- Exercice A
Répondez aux questions suivantes d'après l'extrait sur le risque de contrepartie :
(i) Quel nom porte la partie de l'évaluation des produits dérivés qui tient compte du risque de contrepartie ?
(ii) À quel niveau les limites de crédit limitent-elles les expositions ?
(iii) Dans quel cas une valeur de marché positive se produit-elle ?
- Exercice B
Rédigez la suite de l'extrait sur le risque de contrepartie, s'il vous plaît, en partant de sa dernière phrase.

- Extrait à lire
L’exposition à la contrepartie est correctement mesurée non seulement par la valeur actuelle des transactions avec une contrepartie, mais aussi par la manière dont cette valeur peut évoluer en fonction des mouvements des marchés.
Lorsque des ensembles de transactions avec des contreparties impliquent plusieurs facteurs de risques / classes d’actifs, la modélisation de l’exposition potentielle devient un problème complexe.
CVA (credit value adjustment)
Dans le cadre de l’évaluation des produits dérivés, il existe une partie qui suppose l’absence de risque de contrepartie et une partie qui tient compte du risque de contrepartie. La partie qui tient compte du risque de contrepartie est appelée ajustement de la valeur du crédit (CVA). L’objectif d’un trader est de réaliser un rendement supérieur au CVA.
Le CVA examine le risque de contrepartie à la fois au niveau de la transaction et au niveau de la contrepartie. Les limites de crédit, quant à elles, limitent les expositions au niveau du portefeuille. Ainsi, le CVA et les limites de crédit se complètent mutuellement et sont souvent utilisés conjointement pour quantifier et gérer le risque de contrepartie.
Le CVA vise à minimiser le nombre de contreparties afin de maximiser les avantages de compensation, tandis que les limites de crédit visent à maximiser le nombre de contreparties afin d’obtenir de meilleurs avantages de diversification.
Les coûts liés aux produits dérivés de gré à gré (OTC)
L’évaluation des coûts à vie des produits dérivés de gré à gré (OTC) implique d’identifier si la transaction a une valeur de marché (MtM) positive ou négative. Une valeur de marché positive se produit lorsque la transaction est dans la monnaie. Dans ce cas, le risque de contrepartie et les coûts de financement découlent de toute composante non collatéralisée. Pour la valeur de marché collatéralisée, la contrepartie choisit le type de garantie à fournir.

(Entrées d'annotation de points sur image)
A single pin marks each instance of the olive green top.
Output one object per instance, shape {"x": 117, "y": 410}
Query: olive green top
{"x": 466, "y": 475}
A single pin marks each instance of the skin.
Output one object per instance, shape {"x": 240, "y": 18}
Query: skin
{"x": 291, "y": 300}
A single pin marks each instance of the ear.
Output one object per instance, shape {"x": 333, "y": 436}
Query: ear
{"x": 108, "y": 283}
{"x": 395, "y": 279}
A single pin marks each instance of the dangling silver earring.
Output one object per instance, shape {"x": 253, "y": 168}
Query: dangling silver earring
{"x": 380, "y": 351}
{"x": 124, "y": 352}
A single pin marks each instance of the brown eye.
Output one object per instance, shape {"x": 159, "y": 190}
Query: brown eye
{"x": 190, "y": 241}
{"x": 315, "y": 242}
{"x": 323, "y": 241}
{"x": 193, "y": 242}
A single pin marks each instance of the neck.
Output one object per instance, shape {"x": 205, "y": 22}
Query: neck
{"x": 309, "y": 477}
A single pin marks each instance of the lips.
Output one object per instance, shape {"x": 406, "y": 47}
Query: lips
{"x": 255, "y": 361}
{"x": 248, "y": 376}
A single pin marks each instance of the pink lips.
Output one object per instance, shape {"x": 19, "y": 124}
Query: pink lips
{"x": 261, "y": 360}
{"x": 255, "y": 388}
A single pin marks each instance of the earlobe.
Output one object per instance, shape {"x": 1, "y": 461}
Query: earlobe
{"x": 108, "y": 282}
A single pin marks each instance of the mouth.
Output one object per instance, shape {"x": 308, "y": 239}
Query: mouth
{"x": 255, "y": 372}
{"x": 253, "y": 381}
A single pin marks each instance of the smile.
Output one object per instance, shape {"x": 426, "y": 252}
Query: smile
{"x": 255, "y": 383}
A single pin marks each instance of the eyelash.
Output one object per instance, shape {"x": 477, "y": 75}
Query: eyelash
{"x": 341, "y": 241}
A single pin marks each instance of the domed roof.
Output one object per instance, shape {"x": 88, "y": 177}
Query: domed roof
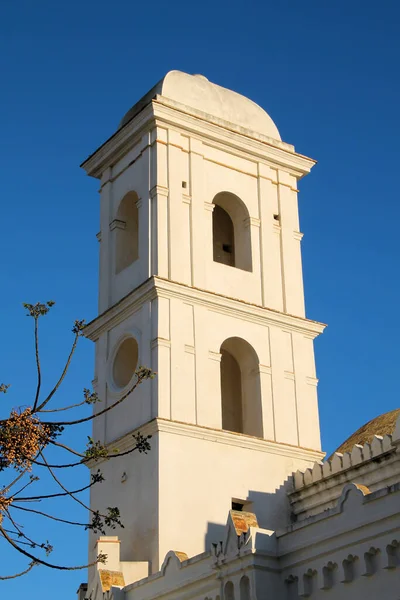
{"x": 197, "y": 92}
{"x": 384, "y": 424}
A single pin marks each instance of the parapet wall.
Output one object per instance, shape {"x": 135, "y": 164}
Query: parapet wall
{"x": 374, "y": 465}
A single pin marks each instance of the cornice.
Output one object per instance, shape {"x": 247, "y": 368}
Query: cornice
{"x": 164, "y": 288}
{"x": 164, "y": 112}
{"x": 160, "y": 425}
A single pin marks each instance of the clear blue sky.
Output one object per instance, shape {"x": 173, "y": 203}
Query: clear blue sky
{"x": 327, "y": 72}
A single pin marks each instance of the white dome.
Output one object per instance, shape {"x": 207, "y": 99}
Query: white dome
{"x": 197, "y": 92}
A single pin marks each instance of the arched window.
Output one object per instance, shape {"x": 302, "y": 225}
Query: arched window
{"x": 127, "y": 232}
{"x": 229, "y": 591}
{"x": 245, "y": 588}
{"x": 240, "y": 388}
{"x": 231, "y": 232}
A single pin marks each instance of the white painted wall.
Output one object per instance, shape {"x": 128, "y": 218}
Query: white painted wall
{"x": 181, "y": 306}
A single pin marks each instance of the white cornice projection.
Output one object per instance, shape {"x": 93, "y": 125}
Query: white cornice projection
{"x": 127, "y": 442}
{"x": 162, "y": 112}
{"x": 157, "y": 287}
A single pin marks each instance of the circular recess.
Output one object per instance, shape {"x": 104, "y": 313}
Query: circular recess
{"x": 125, "y": 362}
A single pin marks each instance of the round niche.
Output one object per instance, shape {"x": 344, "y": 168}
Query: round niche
{"x": 125, "y": 362}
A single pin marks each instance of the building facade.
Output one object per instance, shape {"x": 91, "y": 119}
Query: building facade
{"x": 201, "y": 280}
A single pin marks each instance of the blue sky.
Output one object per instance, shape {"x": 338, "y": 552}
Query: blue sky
{"x": 327, "y": 72}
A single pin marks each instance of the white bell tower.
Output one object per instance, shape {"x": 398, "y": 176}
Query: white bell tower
{"x": 201, "y": 280}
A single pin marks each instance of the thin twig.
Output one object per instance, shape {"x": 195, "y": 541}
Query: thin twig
{"x": 41, "y": 561}
{"x": 94, "y": 416}
{"x": 37, "y": 365}
{"x": 43, "y": 514}
{"x": 47, "y": 496}
{"x": 63, "y": 374}
{"x": 4, "y": 577}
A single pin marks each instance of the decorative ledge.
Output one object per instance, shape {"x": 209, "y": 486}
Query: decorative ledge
{"x": 117, "y": 224}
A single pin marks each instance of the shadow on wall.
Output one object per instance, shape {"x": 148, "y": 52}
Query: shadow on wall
{"x": 272, "y": 510}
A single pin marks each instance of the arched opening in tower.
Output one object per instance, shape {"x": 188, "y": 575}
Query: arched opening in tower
{"x": 240, "y": 388}
{"x": 231, "y": 232}
{"x": 127, "y": 232}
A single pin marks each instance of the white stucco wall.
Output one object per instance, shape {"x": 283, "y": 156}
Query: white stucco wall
{"x": 181, "y": 306}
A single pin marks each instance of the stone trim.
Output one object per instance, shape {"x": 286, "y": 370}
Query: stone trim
{"x": 158, "y": 287}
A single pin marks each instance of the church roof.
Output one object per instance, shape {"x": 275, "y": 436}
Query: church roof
{"x": 196, "y": 92}
{"x": 384, "y": 424}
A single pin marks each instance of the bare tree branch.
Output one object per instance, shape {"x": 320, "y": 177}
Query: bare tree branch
{"x": 31, "y": 565}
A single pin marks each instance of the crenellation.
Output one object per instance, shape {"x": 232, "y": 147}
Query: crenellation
{"x": 342, "y": 462}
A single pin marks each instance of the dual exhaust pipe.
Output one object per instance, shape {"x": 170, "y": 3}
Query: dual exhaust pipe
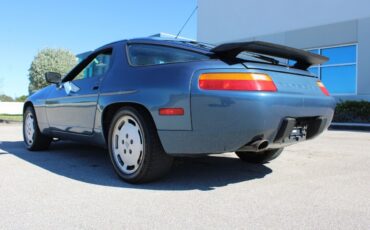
{"x": 256, "y": 146}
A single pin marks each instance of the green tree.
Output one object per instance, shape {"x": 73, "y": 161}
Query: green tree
{"x": 21, "y": 98}
{"x": 49, "y": 60}
{"x": 5, "y": 98}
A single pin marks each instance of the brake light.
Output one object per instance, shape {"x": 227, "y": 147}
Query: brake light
{"x": 322, "y": 87}
{"x": 237, "y": 81}
{"x": 171, "y": 111}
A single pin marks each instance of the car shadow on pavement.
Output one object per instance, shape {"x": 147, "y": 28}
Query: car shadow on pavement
{"x": 92, "y": 165}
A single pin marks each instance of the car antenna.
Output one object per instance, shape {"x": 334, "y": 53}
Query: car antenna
{"x": 191, "y": 15}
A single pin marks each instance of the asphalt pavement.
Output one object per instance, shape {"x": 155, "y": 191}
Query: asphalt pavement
{"x": 318, "y": 184}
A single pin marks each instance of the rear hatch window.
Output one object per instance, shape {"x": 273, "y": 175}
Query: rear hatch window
{"x": 145, "y": 55}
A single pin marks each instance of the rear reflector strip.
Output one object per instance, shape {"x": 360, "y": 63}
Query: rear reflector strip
{"x": 171, "y": 111}
{"x": 323, "y": 88}
{"x": 236, "y": 81}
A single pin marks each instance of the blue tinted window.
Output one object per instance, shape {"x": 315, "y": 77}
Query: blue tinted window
{"x": 339, "y": 79}
{"x": 291, "y": 62}
{"x": 314, "y": 70}
{"x": 315, "y": 51}
{"x": 340, "y": 55}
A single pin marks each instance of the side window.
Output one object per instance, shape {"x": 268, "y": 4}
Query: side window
{"x": 98, "y": 66}
{"x": 144, "y": 55}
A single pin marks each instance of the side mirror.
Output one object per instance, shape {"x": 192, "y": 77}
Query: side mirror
{"x": 52, "y": 77}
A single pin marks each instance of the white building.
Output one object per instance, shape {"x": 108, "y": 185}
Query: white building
{"x": 338, "y": 29}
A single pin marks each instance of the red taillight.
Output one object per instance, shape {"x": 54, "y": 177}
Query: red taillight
{"x": 322, "y": 87}
{"x": 171, "y": 111}
{"x": 237, "y": 81}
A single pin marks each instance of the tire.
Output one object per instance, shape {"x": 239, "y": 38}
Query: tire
{"x": 134, "y": 147}
{"x": 34, "y": 140}
{"x": 259, "y": 157}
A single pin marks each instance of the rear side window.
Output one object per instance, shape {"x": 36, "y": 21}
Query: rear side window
{"x": 144, "y": 55}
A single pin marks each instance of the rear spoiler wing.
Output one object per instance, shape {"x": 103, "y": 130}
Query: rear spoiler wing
{"x": 303, "y": 58}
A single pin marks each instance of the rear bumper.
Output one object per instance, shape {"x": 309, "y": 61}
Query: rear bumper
{"x": 227, "y": 123}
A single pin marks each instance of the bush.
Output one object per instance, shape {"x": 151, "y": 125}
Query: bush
{"x": 352, "y": 111}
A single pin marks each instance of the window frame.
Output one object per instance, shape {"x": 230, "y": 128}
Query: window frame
{"x": 320, "y": 66}
{"x": 85, "y": 62}
{"x": 162, "y": 45}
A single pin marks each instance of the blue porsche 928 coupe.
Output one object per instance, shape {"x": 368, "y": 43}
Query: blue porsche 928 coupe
{"x": 148, "y": 100}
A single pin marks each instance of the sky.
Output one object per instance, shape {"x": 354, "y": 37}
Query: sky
{"x": 26, "y": 27}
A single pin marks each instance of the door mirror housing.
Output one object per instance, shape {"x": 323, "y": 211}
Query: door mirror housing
{"x": 53, "y": 77}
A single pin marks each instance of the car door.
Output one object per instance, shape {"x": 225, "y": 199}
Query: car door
{"x": 71, "y": 106}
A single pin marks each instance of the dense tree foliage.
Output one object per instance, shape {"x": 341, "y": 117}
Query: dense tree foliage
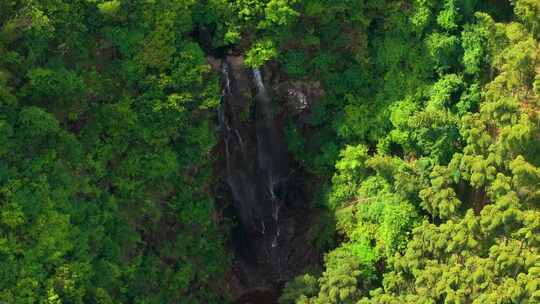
{"x": 425, "y": 144}
{"x": 444, "y": 209}
{"x": 106, "y": 140}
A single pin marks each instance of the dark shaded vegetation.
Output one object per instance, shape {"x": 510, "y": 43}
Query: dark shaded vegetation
{"x": 417, "y": 148}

- Résultat A
(i) L'ajustement de la valeur du crédit (CVA).
(ii) Au niveau du portefeuille.
(iii) Lorsque la transaction est dans la monnaie.

- Résultat B
Une valeur de marché négative se produit lorsque la transaction est hors de la monnaie. Dans ce cas, le risque de contrepartie découle du risque de défaut de la partie elle-même. Un avantage de financement se produira également pour toute garantie qui n’est pas fournie. Pour la valeur de marché collatéralisée, la partie elle-même choisit le type de garantie à fournir.
Dans les deux scénarios, qu’il s’agisse d’une valeur de marché positive ou négative, il y aura des coûts de financement associés aux capitaux nécessaires à la transaction et à la marge initiale.
X -Value Adjustment (xVA)
L’impact du risque de contrepartie, de la garantie, du financement et du capital peut être capturé par différentes notions regroupées sous le terme xVA. En général, ces composantes représentent un coût, mais certaines peuvent également offrir un avantage. L’une de ces composantes est CVA, mentionnée précédemment.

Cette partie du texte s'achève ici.